Work item: For the string "fuselage", find every matching line in the records and copy it.

(Natural language region descriptions)
◇ ◇ ◇ ◇ ◇

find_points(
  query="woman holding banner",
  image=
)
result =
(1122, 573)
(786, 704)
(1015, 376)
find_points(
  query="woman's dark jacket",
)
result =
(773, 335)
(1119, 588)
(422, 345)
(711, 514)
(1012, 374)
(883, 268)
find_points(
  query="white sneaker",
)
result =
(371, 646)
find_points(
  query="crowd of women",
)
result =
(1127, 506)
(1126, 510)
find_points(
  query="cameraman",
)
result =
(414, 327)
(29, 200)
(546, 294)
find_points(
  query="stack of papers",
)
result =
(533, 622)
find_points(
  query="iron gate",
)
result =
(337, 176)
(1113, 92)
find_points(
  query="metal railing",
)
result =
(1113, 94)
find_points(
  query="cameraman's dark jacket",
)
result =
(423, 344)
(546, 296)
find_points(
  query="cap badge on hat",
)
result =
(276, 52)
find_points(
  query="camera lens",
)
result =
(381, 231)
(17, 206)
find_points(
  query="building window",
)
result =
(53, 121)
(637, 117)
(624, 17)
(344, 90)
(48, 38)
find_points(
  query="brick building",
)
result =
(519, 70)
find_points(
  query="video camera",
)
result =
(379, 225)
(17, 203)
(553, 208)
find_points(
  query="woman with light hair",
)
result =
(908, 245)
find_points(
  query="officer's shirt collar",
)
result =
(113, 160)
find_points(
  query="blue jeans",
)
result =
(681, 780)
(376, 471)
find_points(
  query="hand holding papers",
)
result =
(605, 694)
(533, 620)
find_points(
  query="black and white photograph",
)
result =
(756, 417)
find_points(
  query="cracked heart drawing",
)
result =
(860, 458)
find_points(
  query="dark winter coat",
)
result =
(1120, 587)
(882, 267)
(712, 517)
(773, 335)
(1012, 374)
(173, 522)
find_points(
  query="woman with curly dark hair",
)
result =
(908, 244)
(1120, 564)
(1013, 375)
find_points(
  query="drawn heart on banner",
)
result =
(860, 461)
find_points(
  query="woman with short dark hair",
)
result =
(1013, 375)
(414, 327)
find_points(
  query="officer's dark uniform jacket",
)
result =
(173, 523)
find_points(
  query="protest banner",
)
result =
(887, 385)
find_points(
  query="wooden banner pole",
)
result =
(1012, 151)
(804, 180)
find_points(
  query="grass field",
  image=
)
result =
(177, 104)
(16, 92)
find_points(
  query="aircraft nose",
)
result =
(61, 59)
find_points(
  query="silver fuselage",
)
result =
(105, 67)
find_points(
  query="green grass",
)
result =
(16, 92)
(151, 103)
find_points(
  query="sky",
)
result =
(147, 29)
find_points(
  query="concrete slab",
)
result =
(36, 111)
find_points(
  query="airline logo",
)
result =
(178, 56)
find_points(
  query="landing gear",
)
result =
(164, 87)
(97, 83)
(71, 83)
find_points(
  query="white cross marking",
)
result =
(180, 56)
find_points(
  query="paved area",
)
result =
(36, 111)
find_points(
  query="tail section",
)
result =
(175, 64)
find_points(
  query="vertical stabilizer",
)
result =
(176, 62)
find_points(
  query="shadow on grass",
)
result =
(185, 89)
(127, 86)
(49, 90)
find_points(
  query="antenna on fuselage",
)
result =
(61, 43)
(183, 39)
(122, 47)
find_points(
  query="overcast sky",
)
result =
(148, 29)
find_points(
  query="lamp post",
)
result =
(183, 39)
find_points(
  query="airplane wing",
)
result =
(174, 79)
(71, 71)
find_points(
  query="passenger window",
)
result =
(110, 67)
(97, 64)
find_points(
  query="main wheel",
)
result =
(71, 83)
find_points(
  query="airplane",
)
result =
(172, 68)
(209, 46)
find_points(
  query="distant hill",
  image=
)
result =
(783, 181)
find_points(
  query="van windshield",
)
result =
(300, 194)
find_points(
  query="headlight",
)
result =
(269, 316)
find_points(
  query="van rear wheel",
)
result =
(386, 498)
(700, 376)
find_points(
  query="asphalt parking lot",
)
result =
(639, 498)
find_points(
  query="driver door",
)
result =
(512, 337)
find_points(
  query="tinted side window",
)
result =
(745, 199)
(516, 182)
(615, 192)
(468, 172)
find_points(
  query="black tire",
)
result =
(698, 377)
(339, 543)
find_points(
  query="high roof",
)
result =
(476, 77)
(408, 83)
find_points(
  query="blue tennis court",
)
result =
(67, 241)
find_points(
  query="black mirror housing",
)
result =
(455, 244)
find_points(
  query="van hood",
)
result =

◇ ◇ ◇ ◇ ◇

Answer section:
  query="silver fuselage",
  query="antenna on fuselage",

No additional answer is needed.